EXERCISE DIRECTIONS: In full and without alteration, print the entries that follow.

Records contained in a dataset:
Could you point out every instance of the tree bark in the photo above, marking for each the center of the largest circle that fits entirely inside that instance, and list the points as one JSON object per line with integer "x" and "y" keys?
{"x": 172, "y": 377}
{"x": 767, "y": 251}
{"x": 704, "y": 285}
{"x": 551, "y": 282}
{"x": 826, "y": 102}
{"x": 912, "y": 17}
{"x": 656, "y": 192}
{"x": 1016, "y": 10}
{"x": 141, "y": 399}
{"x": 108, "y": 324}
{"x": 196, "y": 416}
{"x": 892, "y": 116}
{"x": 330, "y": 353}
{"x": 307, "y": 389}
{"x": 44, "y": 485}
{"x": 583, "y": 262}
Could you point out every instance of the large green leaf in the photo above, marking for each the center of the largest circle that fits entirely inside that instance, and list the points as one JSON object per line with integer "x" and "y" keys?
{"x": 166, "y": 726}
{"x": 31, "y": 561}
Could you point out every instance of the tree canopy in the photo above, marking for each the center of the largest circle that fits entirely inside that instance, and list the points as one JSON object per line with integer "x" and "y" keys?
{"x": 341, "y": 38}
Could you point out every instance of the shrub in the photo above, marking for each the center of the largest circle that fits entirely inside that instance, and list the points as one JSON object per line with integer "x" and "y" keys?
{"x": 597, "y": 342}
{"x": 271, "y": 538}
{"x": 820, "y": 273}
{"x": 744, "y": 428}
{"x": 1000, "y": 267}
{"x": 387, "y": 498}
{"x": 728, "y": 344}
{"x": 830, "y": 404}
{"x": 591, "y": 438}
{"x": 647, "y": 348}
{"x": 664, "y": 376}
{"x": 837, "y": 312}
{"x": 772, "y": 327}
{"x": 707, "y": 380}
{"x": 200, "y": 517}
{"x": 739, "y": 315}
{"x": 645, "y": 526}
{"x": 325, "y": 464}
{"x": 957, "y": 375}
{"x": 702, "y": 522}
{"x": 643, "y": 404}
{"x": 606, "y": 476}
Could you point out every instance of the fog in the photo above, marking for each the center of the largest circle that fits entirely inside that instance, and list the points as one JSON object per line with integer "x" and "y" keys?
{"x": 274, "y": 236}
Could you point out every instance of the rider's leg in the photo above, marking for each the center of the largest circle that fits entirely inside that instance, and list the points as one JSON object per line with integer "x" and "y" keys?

WRITTEN REPLY:
Could you point out every instance of the tree bark in the photo above, marking for each the center of the largest circle that fits entirely inside that instance, and list the points as one JSON object per line with integer "x" and "y" keys?
{"x": 172, "y": 377}
{"x": 767, "y": 251}
{"x": 704, "y": 285}
{"x": 551, "y": 282}
{"x": 826, "y": 102}
{"x": 912, "y": 17}
{"x": 656, "y": 192}
{"x": 1016, "y": 10}
{"x": 141, "y": 399}
{"x": 108, "y": 324}
{"x": 196, "y": 416}
{"x": 892, "y": 116}
{"x": 330, "y": 353}
{"x": 307, "y": 389}
{"x": 44, "y": 485}
{"x": 583, "y": 262}
Could you point out every instance of the large green leaf in the photo above, marking for each the center of the largest circle that fits entirely inside that instance, and list the points as one JSON object per line with integer "x" and "y" keys?
{"x": 166, "y": 726}
{"x": 31, "y": 561}
Could you point out every instance of the tree canopy in the photo above, marking for each the center of the largest circle that fits entirely inside that instance, and list the points as one JSON object per line with integer "x" and "y" keys?
{"x": 341, "y": 38}
Could you point out every instance of the shrub in the photo above, marking for each the center of the largest circle that fits entirely inside that instance, and list the points as one JSON object per line with integer "x" and "y" keys?
{"x": 597, "y": 342}
{"x": 271, "y": 538}
{"x": 820, "y": 273}
{"x": 744, "y": 428}
{"x": 1000, "y": 267}
{"x": 387, "y": 498}
{"x": 728, "y": 344}
{"x": 830, "y": 404}
{"x": 591, "y": 438}
{"x": 647, "y": 348}
{"x": 664, "y": 376}
{"x": 837, "y": 312}
{"x": 772, "y": 327}
{"x": 707, "y": 380}
{"x": 200, "y": 517}
{"x": 739, "y": 315}
{"x": 645, "y": 526}
{"x": 325, "y": 464}
{"x": 957, "y": 375}
{"x": 702, "y": 522}
{"x": 643, "y": 404}
{"x": 606, "y": 476}
Could you point out every instance of the fog in the photo above, marking for each the center of the largest circle that fits entirely inside that instance, and list the points as one JSON object per line with integer "x" and "y" keys?
{"x": 274, "y": 236}
Could you point out every instance of the rider's leg in the photo above, marking for each the center of the largest circle that fits entirely inside that instance, and list the points as one JSON object per line with integer "x" and "y" keys?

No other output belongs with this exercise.